#### Exercises to complete
1. In the article on German ports, how long do deliveries from China to Germany take?
2. Please transcribe the stretch of the article on German ports from "With more than" through "global financial crisis.".

#### Document segment
'''

Widespread shutdowns implemented by China for the past month or so are expected to take their toll on German ports.
With more than 80,000 cases and 3,000 deaths, China has been the country worst affected by the coronavirus. Up until the outbreak the Chinese sought to maintain growth above 6 per cent in order to avoid social unrest and job losses.
Now the second-largest economy in the world faces its first quarter of zero or negative growth since the turbulent days of chairman Mao and the cultural revolution.
The economic shock of the outbreak has now been felt across the world, with falling Chinese demand for oil triggering the current Saudi-Russia price war and witnessing their largest one-day drops since the global financial crisis.
The shipping industry has not escaped unscathed. Indeed, according to the shipping data service Alphaliner, more tonnage of container ships is currently idle around the globe now than in 2008.
With deliveries from China to Germany taking six weeks, the ports of Europe’s largest economy are only now feeling the full effect of the disruption. As China is Germany’s biggest trading partner, the effect of the slowdown is expected to be significant.
Hamburg, the country’s main port, is bracing itself for impact. Last year more than 25 per cent of the 9.3 million 20ft equivalent units (TEU) of it traded either went to or came from China.
The world’s leading shipping firms have already begun to suffer as a result of the global crisis. Maersk (OMX) and Hapag-Lloyd (HLAG) have fallen 31.4 and 16.9 per cent respectively in the past month alone.
Even before the coronavirus outbreak the Baltic Dry index had slumped as the global shipping sector struggled to cope with the protracted US-China trade war and global economic slowdown.
While Chinese president Xi Jinping sought to signal in his first trip to the virus’s epicentre in Wuhan that the country is returning to normal, Germany is braced for a recession.
German government officials are expected to assemble a significant stimulus package in order to bolster the export-dependent economy. That chancellor Angela Merkel signalled in a conference this week the possibility that the government could break its longstanding zero deficit rule indicates the gravity of the situation facing the country.

'''

#### Point location data

'''

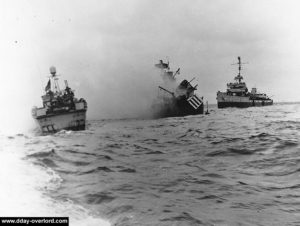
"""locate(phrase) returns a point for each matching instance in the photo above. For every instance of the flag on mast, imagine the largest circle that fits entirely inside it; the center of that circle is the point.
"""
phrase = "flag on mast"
(48, 86)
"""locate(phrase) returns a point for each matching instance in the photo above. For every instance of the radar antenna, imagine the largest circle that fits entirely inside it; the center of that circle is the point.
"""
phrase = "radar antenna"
(239, 78)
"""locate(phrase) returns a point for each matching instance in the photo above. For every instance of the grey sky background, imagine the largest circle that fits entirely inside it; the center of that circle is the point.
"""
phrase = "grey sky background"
(106, 49)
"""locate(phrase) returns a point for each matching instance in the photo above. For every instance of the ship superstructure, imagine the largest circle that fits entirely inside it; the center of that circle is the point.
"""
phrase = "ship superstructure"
(176, 99)
(61, 109)
(237, 94)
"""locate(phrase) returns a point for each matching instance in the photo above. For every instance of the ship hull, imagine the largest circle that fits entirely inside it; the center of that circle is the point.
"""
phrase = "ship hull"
(52, 123)
(175, 108)
(225, 101)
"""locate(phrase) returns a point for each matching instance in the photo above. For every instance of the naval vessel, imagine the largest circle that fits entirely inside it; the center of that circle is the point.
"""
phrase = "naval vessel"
(176, 99)
(61, 110)
(237, 94)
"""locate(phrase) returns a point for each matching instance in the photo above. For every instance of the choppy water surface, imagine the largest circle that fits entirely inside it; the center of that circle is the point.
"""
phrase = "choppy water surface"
(232, 167)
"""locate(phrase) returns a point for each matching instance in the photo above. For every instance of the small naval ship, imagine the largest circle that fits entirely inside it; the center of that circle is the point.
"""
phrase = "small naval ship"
(61, 110)
(176, 99)
(237, 94)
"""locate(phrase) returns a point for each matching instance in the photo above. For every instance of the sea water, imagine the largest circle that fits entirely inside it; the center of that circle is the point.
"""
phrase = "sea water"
(231, 167)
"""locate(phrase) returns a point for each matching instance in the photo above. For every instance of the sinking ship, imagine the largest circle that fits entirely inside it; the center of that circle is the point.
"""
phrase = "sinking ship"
(237, 94)
(61, 110)
(176, 99)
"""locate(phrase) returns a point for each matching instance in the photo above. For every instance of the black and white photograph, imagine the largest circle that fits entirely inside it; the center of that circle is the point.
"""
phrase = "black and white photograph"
(150, 112)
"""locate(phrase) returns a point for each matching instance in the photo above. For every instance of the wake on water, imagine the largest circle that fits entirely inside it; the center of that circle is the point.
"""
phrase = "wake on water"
(232, 167)
(25, 187)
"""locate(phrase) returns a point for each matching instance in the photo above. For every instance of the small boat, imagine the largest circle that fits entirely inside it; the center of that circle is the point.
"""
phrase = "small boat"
(61, 110)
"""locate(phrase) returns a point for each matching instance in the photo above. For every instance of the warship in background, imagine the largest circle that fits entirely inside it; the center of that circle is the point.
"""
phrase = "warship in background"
(176, 100)
(61, 110)
(237, 94)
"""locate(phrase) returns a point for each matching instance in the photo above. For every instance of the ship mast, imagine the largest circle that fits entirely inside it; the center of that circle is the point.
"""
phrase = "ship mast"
(239, 78)
(54, 79)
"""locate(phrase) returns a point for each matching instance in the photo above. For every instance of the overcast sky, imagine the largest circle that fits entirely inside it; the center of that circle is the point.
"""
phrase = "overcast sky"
(107, 48)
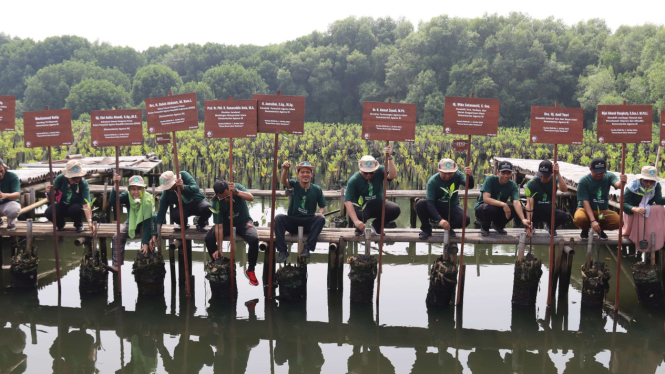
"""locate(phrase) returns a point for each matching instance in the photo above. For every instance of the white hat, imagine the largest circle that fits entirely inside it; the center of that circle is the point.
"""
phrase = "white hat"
(447, 165)
(73, 169)
(167, 179)
(368, 164)
(649, 173)
(136, 180)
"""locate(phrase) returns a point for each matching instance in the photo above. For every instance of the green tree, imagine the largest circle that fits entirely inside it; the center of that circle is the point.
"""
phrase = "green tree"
(153, 81)
(95, 94)
(226, 79)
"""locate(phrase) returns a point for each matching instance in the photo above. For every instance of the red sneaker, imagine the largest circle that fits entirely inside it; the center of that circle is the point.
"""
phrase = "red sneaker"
(252, 278)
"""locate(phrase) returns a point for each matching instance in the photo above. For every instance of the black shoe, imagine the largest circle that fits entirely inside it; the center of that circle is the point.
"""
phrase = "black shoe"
(282, 256)
(500, 231)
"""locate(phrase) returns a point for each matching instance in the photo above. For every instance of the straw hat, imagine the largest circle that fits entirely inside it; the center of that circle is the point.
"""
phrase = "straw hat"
(137, 180)
(73, 169)
(649, 173)
(167, 179)
(447, 165)
(368, 164)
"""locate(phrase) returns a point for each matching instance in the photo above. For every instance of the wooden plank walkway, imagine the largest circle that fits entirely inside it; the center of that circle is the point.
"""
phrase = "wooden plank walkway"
(334, 235)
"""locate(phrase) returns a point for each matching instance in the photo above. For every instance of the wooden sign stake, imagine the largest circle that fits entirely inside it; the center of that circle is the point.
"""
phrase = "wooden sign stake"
(182, 217)
(462, 268)
(620, 244)
(117, 216)
(55, 227)
(554, 184)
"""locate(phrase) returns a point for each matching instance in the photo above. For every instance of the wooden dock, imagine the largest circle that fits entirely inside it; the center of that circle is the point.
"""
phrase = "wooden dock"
(334, 235)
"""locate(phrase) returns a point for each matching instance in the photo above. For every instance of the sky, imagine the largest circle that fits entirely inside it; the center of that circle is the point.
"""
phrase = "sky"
(145, 23)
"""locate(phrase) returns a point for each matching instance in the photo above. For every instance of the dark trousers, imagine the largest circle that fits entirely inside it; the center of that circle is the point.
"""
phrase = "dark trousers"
(247, 232)
(311, 226)
(199, 208)
(487, 214)
(560, 217)
(374, 211)
(456, 215)
(64, 210)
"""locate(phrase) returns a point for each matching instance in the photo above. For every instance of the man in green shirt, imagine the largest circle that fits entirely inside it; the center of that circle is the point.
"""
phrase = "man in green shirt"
(10, 192)
(364, 193)
(593, 199)
(539, 197)
(241, 221)
(306, 207)
(193, 201)
(492, 208)
(442, 200)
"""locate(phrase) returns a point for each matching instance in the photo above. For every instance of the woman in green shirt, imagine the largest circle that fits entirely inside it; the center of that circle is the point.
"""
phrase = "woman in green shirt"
(643, 211)
(72, 197)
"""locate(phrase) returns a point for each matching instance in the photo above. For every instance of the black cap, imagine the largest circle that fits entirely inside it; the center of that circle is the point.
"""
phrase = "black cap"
(544, 169)
(505, 166)
(598, 165)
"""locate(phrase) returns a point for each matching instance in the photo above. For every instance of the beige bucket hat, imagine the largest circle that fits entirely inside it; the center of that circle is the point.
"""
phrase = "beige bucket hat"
(649, 173)
(73, 169)
(447, 165)
(167, 179)
(137, 180)
(368, 164)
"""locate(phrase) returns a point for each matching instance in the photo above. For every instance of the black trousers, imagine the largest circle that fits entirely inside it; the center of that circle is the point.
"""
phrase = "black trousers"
(456, 215)
(247, 232)
(374, 211)
(560, 217)
(64, 210)
(311, 225)
(487, 214)
(200, 209)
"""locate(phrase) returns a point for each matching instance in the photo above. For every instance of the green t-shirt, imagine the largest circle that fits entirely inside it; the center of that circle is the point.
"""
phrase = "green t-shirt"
(240, 210)
(190, 193)
(10, 184)
(541, 194)
(435, 185)
(370, 190)
(304, 203)
(72, 193)
(596, 192)
(498, 191)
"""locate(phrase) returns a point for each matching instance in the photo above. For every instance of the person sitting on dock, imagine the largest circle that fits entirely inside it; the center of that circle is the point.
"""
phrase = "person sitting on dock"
(10, 193)
(539, 197)
(302, 210)
(241, 221)
(364, 194)
(593, 196)
(643, 199)
(193, 201)
(140, 207)
(72, 196)
(492, 208)
(442, 201)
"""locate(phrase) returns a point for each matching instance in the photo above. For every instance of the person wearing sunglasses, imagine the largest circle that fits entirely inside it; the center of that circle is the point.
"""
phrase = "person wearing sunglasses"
(242, 221)
(306, 207)
(193, 201)
(72, 198)
(10, 193)
(364, 194)
(643, 211)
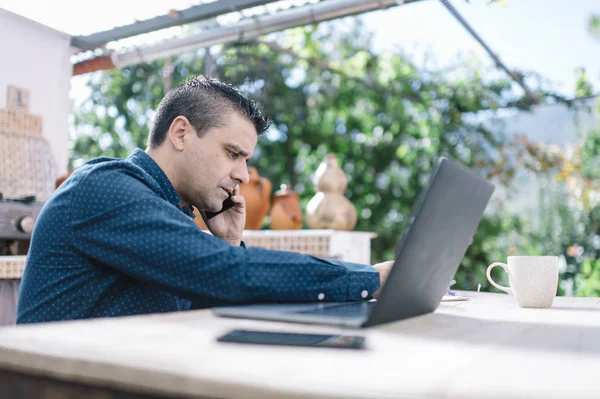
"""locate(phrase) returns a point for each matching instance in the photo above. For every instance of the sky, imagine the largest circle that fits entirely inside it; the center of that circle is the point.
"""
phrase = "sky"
(549, 37)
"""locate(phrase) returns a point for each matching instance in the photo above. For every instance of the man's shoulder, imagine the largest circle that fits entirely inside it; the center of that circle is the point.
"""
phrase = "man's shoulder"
(111, 180)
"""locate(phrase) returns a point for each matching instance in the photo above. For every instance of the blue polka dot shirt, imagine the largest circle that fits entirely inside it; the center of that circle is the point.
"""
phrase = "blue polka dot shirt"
(113, 241)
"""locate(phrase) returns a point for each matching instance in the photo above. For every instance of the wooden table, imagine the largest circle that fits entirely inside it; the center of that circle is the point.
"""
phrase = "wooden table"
(483, 348)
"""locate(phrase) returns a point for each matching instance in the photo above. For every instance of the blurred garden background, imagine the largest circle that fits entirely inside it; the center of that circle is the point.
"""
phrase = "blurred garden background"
(388, 115)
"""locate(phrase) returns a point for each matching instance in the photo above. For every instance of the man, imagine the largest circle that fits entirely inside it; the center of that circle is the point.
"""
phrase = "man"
(117, 238)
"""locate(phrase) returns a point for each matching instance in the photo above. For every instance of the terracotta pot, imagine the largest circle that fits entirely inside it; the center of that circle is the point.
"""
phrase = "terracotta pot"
(257, 194)
(286, 213)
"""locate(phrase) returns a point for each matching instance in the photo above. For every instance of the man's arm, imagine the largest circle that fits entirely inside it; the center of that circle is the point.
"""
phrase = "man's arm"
(153, 241)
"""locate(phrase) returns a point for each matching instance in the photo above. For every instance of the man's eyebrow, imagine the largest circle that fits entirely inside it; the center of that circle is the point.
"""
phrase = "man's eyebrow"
(238, 150)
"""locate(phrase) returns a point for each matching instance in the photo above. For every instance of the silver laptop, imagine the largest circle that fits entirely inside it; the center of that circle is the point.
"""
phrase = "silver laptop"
(442, 226)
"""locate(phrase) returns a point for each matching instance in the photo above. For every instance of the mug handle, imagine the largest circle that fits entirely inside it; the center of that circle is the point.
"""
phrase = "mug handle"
(489, 275)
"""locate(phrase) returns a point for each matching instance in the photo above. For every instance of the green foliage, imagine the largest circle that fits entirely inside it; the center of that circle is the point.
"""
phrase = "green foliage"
(385, 118)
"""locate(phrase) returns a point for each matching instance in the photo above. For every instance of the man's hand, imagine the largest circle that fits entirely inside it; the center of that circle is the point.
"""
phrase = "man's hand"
(384, 269)
(229, 225)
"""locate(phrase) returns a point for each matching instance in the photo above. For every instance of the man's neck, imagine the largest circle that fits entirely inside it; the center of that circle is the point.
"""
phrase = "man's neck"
(167, 167)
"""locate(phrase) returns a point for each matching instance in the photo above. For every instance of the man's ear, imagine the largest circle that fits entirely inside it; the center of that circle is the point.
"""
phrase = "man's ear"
(177, 131)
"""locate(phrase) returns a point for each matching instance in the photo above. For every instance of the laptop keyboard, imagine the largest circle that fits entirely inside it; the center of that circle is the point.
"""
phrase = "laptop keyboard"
(345, 309)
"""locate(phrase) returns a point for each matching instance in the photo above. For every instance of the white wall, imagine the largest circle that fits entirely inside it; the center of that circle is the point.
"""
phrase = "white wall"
(37, 58)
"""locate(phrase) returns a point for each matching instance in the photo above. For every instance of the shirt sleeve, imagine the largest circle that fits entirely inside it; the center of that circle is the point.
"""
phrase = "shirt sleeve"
(149, 239)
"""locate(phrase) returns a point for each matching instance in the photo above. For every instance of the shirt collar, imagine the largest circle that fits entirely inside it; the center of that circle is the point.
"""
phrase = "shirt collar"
(144, 161)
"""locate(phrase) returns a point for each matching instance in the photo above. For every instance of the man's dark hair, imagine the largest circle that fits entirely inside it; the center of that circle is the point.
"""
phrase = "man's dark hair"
(205, 102)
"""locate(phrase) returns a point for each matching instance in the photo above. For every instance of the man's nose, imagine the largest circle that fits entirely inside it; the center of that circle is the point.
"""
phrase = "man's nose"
(241, 174)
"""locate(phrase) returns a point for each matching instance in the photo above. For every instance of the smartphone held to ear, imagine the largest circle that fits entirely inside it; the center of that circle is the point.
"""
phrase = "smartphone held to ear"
(227, 204)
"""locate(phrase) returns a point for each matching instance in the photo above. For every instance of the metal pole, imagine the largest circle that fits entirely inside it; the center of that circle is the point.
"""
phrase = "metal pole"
(534, 99)
(252, 27)
(173, 18)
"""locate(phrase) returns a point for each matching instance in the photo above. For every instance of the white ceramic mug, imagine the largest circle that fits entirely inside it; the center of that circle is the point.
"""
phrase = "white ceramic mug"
(533, 279)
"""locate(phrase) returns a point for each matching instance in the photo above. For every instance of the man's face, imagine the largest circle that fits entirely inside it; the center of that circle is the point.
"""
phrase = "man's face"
(216, 162)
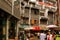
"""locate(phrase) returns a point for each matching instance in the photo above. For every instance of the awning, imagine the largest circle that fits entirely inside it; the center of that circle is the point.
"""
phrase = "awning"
(51, 26)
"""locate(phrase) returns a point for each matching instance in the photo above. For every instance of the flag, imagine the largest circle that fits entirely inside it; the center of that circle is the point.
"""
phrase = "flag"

'''

#### Exercise responses
1. Six weeks.

2.
With more than 80,000 cases and 3,000 deaths, China has been the country worst affected by the coronavirus. Up until the outbreak the Chinese sought to maintain growth above 6 per cent in order to avoid social unrest and job losses.
Now the second-largest economy in the world faces its first quarter of zero or negative growth since the turbulent days of chairman Mao and the cultural revolution.
The economic shock of the outbreak has now been felt across the world, with falling Chinese demand for oil triggering the current Saudi-Russia price war and witnessing their largest one-day drops since the global financial crisis.